◆ **PAGE EXCERPT**
########################################

Another is Billie Grimes, who is the only woman interviewed for the film and who appeared on the cover of Time magazine as one of the “people of the year” in 2004. She talks about picking up and treating the wounded in one segment that is constantly interrupted with white flash edits and other transitions which attempt to make her talk seamless but instead make it jarring. Another time she mentions how the Iraqis react to her presence, noting that many of them had not seen a woman in uniform before.

Tucker also explores a little bit with the Iraqis’ experiences. He interviews several of the translators who talk about wanting life to be better in their country, but his more intimate insights come through his camera alone. His going along with the soldiers on the raids gives him incredible access in this regard. One Iraqi captured in a raid rambles about being a journalist even though the soldiers tell him to keep quiet: “You see that in the camera. I am journalist. You do that, you mistake this. … Just shut your mouth in Iraq. Just shut your mouth.”

On that same raid Tucker zooms in through a window to reveal a shot of women crying in the house. This is both a very intimate and intrusive moment, but powerful nonetheless as it reveals (though briefly) the often forgotten or overlooked aspect of war’s impact on women.

########################################

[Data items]
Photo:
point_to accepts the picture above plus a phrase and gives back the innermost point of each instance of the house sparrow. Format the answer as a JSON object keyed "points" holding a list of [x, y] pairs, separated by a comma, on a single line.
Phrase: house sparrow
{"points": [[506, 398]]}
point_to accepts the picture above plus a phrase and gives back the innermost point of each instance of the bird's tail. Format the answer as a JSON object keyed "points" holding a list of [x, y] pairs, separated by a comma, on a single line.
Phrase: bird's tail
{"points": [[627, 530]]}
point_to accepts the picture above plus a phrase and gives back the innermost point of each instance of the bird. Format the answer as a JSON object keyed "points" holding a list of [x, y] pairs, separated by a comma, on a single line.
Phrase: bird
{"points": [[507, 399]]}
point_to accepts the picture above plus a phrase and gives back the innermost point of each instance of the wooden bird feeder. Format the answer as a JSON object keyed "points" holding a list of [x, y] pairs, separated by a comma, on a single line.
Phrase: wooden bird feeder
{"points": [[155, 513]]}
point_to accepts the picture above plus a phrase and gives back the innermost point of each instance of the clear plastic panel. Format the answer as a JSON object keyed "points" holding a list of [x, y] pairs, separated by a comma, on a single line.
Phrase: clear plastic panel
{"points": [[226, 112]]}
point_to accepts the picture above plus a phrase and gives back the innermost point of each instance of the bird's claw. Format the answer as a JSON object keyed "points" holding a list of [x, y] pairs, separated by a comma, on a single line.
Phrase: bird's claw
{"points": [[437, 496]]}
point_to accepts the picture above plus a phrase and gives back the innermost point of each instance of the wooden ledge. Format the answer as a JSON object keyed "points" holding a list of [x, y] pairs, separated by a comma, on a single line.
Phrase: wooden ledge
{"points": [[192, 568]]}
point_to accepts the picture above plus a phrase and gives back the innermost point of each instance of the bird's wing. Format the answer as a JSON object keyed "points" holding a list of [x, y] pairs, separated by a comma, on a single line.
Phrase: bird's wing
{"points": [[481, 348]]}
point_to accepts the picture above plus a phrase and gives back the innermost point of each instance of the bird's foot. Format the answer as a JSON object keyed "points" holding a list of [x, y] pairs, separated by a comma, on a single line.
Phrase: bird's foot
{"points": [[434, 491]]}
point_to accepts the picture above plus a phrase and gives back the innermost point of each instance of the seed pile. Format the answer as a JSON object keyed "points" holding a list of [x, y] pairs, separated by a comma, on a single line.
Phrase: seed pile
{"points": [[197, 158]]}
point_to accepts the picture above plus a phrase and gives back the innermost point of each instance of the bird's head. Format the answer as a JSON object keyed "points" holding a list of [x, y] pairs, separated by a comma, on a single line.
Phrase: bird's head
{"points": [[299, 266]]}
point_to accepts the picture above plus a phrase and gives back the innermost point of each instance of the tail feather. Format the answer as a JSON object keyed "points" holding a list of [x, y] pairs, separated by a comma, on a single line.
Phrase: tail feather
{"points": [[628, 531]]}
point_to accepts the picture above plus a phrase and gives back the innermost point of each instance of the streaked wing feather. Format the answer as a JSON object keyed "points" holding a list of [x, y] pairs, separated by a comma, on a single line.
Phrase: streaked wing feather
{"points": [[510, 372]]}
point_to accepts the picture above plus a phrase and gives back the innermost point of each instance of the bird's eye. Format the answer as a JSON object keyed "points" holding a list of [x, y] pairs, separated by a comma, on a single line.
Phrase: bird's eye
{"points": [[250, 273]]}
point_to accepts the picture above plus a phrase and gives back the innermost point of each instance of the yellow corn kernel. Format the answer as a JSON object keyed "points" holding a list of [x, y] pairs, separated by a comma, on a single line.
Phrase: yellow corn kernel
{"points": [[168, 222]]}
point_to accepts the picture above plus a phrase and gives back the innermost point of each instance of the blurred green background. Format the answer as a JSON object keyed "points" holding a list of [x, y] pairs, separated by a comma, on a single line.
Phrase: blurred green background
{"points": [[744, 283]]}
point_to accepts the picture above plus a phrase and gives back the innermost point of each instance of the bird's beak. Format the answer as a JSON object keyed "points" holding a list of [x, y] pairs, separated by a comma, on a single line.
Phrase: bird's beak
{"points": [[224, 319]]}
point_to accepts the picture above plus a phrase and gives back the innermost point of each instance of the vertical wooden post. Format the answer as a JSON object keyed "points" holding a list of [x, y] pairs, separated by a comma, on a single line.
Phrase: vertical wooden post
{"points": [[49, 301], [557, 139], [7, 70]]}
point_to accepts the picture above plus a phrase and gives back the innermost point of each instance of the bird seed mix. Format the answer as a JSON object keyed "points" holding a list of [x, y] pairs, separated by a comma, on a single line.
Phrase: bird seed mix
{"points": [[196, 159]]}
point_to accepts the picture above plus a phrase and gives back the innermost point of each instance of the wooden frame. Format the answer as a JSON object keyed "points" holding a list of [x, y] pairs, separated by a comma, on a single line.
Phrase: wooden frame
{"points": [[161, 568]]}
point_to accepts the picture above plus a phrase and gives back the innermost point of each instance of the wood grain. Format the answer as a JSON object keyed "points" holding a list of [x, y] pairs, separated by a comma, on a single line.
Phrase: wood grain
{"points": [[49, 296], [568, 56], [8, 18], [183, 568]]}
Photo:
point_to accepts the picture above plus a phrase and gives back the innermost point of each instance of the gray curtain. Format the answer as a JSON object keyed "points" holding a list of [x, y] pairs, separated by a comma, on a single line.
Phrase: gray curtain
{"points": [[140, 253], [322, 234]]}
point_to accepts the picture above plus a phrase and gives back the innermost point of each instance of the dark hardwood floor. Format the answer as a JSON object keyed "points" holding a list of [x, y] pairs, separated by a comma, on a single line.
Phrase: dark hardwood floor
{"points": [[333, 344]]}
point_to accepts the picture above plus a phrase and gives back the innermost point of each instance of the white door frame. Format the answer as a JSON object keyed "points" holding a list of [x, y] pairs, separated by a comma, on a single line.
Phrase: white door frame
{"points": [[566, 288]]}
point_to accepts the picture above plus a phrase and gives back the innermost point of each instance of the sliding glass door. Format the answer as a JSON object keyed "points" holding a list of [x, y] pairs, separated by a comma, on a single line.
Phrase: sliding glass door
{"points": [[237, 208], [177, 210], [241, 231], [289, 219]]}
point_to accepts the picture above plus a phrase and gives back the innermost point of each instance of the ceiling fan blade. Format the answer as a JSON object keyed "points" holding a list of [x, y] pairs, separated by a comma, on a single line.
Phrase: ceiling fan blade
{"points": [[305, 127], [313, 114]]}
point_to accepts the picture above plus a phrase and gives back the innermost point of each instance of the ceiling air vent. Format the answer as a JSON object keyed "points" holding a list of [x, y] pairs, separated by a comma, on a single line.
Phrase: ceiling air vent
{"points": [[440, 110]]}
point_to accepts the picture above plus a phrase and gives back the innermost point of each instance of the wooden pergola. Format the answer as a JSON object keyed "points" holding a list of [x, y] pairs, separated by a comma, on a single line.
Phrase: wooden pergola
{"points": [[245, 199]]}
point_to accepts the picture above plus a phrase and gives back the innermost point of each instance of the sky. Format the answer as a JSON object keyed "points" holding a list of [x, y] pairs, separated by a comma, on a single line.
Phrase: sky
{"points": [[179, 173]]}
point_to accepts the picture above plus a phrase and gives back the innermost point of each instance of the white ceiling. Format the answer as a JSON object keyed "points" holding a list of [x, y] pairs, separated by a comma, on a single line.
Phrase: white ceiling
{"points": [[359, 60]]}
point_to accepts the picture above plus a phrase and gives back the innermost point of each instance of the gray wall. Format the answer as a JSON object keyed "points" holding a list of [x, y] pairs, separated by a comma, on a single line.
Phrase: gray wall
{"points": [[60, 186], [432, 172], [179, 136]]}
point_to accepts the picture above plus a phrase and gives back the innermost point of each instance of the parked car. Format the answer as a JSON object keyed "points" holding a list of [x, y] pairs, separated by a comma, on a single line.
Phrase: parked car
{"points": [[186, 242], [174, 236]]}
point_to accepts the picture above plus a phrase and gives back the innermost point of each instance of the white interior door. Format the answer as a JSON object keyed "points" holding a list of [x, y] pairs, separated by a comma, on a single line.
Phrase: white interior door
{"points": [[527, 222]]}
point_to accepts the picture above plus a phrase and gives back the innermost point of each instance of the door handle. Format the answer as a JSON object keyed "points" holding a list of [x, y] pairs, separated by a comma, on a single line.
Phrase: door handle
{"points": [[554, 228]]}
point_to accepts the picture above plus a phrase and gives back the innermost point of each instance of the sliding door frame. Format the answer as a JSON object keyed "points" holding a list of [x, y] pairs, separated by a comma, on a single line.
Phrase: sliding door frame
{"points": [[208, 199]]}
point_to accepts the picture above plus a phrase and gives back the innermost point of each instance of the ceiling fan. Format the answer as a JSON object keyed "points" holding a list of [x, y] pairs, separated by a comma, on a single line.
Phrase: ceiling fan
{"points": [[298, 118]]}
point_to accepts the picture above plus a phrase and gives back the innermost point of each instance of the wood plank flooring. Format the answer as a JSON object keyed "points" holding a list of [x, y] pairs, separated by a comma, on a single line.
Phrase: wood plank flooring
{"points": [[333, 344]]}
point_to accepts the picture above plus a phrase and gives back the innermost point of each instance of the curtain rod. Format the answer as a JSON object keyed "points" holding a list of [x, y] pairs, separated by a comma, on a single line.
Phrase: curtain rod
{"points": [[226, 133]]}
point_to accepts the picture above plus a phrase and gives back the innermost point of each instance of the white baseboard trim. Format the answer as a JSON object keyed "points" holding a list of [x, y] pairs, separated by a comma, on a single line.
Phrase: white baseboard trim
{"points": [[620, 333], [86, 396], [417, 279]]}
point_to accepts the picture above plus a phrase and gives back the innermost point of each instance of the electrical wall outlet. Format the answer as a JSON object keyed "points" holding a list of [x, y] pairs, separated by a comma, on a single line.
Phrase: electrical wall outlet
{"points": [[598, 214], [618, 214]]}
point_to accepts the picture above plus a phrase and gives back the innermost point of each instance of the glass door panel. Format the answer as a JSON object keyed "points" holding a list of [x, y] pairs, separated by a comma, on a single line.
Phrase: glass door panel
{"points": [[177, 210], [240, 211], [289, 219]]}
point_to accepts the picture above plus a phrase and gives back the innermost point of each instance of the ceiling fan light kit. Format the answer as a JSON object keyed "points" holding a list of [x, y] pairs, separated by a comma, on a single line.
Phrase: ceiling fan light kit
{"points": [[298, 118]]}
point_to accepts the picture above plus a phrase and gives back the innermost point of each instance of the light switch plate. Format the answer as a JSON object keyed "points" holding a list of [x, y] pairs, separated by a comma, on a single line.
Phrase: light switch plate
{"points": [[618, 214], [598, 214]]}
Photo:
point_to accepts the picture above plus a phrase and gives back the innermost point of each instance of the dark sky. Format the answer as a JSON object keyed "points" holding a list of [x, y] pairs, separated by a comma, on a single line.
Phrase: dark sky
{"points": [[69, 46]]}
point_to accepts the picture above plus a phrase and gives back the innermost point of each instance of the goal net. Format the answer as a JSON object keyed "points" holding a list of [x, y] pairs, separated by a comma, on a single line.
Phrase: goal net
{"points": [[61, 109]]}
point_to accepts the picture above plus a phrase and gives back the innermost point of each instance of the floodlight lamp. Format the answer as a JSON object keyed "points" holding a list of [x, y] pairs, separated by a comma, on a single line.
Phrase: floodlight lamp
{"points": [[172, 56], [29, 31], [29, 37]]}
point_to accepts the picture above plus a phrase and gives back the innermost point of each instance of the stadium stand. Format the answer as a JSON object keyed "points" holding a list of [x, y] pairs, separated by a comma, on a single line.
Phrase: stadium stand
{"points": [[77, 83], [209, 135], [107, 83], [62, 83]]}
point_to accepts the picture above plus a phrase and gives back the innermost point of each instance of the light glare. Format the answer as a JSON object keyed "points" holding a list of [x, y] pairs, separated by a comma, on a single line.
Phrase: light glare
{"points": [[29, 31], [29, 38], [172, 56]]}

########################################

◆ **WORK ORDER**
How would you put this sentence from the film review into Spanish: "On that same raid Tucker zooms in through a window to reveal a shot of women crying in the house."

◆ **ANSWER BOX**
En esa misma redada, Tucker hace un acercamiento a través de una ventana para revelar una toma de mujeres llorando en la casa.